## [AIM OF THE TASK]
List each line below that contains the word "white", copying every such line in full.

## [INFORMATION PROVIDED]
— begin —

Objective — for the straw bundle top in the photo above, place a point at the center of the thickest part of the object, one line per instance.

— end —
— begin —

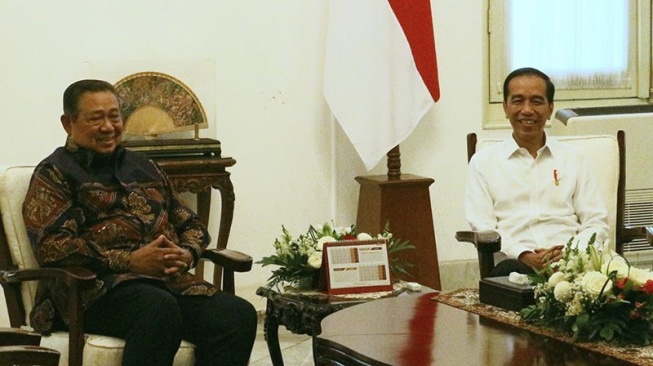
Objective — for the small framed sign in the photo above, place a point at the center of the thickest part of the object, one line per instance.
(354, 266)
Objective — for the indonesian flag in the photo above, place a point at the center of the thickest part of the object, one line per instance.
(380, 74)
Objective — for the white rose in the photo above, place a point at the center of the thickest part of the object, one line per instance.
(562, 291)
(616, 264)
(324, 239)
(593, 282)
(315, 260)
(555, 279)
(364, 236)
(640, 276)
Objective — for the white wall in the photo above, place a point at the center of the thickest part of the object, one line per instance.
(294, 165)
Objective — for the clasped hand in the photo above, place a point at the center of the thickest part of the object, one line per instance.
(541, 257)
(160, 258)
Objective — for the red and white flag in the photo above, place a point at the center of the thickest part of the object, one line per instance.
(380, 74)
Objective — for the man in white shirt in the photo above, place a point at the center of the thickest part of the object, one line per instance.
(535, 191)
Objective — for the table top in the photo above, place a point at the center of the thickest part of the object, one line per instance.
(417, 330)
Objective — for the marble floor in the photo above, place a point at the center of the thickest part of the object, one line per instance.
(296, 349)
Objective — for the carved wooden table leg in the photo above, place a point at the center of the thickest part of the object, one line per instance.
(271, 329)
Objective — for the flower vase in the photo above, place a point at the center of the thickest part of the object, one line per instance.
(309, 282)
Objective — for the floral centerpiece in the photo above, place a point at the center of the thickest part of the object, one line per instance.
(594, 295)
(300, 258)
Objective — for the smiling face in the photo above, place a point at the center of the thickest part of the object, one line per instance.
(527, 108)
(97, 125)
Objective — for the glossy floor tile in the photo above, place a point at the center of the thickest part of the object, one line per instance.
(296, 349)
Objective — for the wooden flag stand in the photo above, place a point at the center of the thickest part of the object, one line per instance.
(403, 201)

— end —

## [WRITTEN ANSWER]
Objective — for the white rose in the photo above, place a point at the center of the thickest part of the object, one line per instance.
Objective — for the white wall in the photo above, place a point at the center of the thickest part of the object, one line per instance.
Objective — for the red and white flag in the photo above, place a point at the center of the thickest part of the object, one line per instance.
Objective — for the man in white shirt in the photo above, place a point at the center of the thickest part of the object, one line per instance.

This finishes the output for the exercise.